## SET EXERCISE
Exactly as written, print each record in the listing.

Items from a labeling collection
########################################
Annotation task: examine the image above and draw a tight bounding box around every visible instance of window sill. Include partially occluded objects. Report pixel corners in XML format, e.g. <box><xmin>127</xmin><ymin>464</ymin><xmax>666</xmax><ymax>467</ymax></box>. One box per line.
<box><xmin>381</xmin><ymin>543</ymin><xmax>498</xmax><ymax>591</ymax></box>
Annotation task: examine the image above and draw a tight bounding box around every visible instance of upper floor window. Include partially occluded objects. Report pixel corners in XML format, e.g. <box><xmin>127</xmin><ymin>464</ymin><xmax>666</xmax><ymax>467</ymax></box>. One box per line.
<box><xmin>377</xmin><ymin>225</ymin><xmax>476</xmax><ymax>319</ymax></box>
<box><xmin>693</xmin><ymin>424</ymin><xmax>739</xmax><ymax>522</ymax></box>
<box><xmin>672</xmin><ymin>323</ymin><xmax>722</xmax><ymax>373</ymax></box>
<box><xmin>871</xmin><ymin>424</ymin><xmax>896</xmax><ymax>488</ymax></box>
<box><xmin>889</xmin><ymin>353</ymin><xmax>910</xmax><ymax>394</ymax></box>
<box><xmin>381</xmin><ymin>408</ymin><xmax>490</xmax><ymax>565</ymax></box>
########################################
## SOLVED EXERCISE
Annotation task: examine the image above and draw a tight bounding box around every visible instance of window sill. Include partially occluded objects. Report pixel corners in XML format, e.g. <box><xmin>127</xmin><ymin>464</ymin><xmax>666</xmax><ymax>467</ymax></box>. One box per line.
<box><xmin>381</xmin><ymin>543</ymin><xmax>498</xmax><ymax>591</ymax></box>
Annotation task: examine the image above and draw a tight bounding box around every visible instance of upper floor window. Include partially occluded objects. Report pixel corners in XML format, e.g. <box><xmin>127</xmin><ymin>464</ymin><xmax>666</xmax><ymax>467</ymax></box>. One box per line.
<box><xmin>377</xmin><ymin>225</ymin><xmax>476</xmax><ymax>319</ymax></box>
<box><xmin>693</xmin><ymin>424</ymin><xmax>739</xmax><ymax>522</ymax></box>
<box><xmin>672</xmin><ymin>323</ymin><xmax>722</xmax><ymax>373</ymax></box>
<box><xmin>871</xmin><ymin>424</ymin><xmax>896</xmax><ymax>488</ymax></box>
<box><xmin>889</xmin><ymin>353</ymin><xmax>910</xmax><ymax>394</ymax></box>
<box><xmin>381</xmin><ymin>408</ymin><xmax>490</xmax><ymax>565</ymax></box>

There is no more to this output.